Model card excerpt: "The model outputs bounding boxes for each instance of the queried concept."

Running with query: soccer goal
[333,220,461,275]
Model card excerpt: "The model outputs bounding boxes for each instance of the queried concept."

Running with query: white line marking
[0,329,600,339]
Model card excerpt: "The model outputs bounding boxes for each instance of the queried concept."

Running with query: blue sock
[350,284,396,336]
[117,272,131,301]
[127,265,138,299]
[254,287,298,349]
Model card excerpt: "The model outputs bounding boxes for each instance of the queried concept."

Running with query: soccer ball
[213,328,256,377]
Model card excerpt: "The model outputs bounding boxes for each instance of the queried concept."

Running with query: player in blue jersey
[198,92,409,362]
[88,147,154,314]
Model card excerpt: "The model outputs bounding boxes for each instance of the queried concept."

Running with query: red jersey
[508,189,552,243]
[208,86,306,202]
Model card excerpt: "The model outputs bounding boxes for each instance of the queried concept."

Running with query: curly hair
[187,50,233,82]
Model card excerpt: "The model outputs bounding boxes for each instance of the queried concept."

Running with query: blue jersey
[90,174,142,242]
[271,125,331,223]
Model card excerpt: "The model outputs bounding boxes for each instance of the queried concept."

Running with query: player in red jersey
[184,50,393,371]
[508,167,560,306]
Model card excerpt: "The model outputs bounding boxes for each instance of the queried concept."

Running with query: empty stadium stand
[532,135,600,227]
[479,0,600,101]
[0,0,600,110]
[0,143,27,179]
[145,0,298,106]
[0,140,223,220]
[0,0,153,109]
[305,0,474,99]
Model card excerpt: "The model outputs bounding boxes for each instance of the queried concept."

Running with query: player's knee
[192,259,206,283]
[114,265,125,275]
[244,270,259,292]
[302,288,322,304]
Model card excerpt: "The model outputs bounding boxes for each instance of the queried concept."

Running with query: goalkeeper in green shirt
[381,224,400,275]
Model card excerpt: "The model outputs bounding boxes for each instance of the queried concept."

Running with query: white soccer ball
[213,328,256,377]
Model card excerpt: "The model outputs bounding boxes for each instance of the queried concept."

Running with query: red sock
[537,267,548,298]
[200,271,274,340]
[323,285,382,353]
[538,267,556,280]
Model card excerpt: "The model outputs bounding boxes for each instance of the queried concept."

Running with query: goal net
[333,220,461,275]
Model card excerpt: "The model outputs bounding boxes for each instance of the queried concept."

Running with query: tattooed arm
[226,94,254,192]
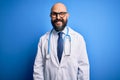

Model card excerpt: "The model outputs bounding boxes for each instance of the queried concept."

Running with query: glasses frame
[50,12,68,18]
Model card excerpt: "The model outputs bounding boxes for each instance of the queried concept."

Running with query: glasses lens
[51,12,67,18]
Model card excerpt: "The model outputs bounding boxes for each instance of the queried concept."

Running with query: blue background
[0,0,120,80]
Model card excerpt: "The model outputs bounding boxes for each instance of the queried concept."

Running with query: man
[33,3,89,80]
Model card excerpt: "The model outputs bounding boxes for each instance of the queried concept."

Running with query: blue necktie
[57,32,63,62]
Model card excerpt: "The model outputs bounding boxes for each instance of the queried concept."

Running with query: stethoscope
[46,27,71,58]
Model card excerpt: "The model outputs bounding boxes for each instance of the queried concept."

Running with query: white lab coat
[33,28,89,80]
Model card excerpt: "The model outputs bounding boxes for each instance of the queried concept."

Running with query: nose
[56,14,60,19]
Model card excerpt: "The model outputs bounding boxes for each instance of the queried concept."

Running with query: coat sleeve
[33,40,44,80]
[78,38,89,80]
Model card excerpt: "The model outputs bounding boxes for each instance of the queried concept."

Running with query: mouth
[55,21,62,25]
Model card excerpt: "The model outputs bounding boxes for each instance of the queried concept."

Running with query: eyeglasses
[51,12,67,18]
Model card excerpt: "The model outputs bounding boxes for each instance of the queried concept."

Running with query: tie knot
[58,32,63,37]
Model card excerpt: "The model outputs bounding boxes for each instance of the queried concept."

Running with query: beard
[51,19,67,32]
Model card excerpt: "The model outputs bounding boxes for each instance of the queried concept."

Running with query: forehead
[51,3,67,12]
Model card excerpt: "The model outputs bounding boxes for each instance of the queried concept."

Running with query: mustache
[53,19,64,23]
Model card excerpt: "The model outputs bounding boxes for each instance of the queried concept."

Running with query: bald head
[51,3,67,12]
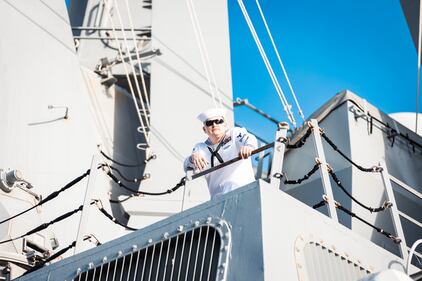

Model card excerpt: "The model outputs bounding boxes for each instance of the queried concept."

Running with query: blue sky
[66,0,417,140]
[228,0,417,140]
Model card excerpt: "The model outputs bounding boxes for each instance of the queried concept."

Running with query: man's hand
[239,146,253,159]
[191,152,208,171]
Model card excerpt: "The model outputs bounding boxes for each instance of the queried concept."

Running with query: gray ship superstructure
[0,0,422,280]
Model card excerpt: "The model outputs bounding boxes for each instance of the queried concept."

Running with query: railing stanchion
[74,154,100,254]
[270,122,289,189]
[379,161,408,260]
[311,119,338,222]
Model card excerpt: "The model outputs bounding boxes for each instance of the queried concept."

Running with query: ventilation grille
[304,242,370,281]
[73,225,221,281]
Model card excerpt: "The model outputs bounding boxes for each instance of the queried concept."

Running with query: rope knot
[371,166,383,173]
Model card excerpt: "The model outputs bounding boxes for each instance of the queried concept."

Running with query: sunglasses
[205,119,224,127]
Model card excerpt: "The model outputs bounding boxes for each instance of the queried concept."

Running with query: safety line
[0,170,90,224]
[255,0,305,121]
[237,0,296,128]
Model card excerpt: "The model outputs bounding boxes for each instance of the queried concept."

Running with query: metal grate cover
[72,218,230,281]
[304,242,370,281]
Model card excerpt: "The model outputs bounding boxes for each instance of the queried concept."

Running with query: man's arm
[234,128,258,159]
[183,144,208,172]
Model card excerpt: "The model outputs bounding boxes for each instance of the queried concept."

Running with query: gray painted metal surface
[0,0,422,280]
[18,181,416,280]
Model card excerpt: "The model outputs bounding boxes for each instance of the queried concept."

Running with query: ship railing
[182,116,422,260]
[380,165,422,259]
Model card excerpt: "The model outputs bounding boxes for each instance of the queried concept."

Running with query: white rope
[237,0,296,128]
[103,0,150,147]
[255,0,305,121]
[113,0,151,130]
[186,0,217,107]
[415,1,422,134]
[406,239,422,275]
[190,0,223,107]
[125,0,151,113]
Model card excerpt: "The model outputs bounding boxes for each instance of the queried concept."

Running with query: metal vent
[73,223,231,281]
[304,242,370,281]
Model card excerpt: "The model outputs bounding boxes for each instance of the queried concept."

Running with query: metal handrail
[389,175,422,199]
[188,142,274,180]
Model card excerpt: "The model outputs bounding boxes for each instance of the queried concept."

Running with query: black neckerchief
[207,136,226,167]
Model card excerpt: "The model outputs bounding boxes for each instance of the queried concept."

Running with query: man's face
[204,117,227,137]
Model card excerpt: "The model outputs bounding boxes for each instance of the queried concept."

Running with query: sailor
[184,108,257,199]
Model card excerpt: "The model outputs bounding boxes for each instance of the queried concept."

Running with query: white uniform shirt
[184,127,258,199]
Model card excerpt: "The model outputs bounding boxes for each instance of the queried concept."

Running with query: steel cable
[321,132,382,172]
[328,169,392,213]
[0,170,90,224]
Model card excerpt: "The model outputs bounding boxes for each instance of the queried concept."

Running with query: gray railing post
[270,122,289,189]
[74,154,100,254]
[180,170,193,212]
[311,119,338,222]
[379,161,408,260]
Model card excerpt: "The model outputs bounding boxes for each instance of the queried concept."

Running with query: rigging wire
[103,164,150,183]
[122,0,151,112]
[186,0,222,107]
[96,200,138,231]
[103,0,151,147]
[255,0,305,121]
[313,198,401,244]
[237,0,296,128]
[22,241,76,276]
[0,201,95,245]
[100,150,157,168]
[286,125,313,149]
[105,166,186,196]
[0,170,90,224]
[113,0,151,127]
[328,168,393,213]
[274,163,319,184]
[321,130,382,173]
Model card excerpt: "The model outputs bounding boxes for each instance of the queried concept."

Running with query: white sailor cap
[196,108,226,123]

—————

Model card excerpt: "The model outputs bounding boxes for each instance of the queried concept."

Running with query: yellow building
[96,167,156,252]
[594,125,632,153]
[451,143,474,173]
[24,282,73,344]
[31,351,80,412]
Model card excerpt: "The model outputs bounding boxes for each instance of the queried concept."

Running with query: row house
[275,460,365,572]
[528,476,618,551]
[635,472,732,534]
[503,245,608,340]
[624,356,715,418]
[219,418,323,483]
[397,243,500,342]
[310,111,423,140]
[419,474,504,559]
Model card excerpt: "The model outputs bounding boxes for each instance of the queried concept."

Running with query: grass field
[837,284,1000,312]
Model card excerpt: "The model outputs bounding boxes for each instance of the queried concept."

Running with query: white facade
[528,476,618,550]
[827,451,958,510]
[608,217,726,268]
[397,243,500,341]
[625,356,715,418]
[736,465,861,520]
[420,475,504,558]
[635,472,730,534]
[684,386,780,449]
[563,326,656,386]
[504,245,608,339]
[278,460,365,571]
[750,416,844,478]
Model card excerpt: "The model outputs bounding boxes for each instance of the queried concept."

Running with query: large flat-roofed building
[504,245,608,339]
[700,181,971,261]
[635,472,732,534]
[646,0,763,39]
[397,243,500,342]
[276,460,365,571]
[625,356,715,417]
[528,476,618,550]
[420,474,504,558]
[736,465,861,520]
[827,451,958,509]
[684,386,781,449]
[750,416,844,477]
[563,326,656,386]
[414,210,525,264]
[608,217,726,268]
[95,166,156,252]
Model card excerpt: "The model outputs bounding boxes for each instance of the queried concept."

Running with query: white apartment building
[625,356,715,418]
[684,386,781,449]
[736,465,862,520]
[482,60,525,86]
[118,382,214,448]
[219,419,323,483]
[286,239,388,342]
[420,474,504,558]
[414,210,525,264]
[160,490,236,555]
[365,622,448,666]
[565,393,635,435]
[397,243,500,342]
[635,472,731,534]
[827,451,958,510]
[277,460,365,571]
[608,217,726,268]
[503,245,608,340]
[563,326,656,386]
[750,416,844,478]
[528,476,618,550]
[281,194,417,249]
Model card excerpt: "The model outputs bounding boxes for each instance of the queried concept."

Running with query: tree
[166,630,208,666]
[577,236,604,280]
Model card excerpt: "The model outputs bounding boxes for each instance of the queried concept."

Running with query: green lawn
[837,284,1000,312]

—————

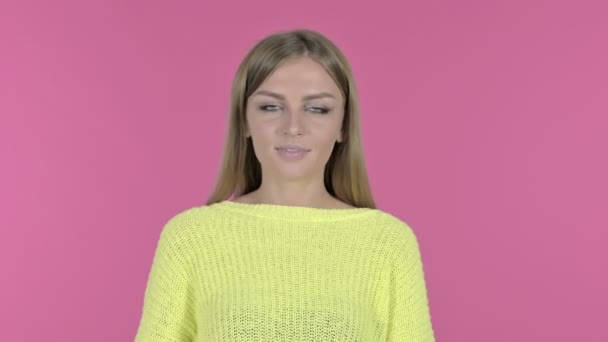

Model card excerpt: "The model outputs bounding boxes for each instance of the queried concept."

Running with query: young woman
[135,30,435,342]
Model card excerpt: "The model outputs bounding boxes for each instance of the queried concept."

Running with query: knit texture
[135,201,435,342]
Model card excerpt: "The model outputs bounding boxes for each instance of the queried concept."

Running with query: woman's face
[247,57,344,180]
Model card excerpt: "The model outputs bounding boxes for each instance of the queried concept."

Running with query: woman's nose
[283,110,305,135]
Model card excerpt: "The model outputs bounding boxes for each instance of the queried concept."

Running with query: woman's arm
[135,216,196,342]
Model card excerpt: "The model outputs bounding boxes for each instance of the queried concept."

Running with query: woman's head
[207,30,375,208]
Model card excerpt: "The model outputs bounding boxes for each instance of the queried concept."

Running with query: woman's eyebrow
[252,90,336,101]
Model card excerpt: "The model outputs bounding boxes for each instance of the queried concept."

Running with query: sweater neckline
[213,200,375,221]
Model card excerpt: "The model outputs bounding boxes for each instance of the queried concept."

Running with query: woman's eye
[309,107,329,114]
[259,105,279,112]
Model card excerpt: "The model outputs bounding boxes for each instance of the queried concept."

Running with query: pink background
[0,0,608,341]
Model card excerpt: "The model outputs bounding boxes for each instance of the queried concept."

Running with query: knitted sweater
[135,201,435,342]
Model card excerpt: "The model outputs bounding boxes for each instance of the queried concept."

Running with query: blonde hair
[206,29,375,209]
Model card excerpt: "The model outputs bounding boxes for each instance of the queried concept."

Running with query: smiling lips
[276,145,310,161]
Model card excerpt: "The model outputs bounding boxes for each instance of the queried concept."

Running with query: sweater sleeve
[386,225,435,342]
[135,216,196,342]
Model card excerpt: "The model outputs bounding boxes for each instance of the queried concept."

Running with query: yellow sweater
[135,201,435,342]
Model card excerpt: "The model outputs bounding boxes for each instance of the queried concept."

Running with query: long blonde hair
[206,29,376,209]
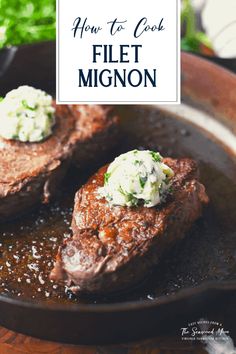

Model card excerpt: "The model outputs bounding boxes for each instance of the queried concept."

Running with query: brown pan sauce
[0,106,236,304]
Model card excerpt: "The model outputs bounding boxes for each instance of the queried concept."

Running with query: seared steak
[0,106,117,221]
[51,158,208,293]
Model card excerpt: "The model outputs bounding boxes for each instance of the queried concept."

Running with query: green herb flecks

—————

INSTRUCTIONS FOR THE TASK. Pull out each line above that contains the word "railing" and copy it in full.

WRITTEN ANSWER.
Running with query: railing stanchion
Running with query: ship railing
Running with query: gray railing post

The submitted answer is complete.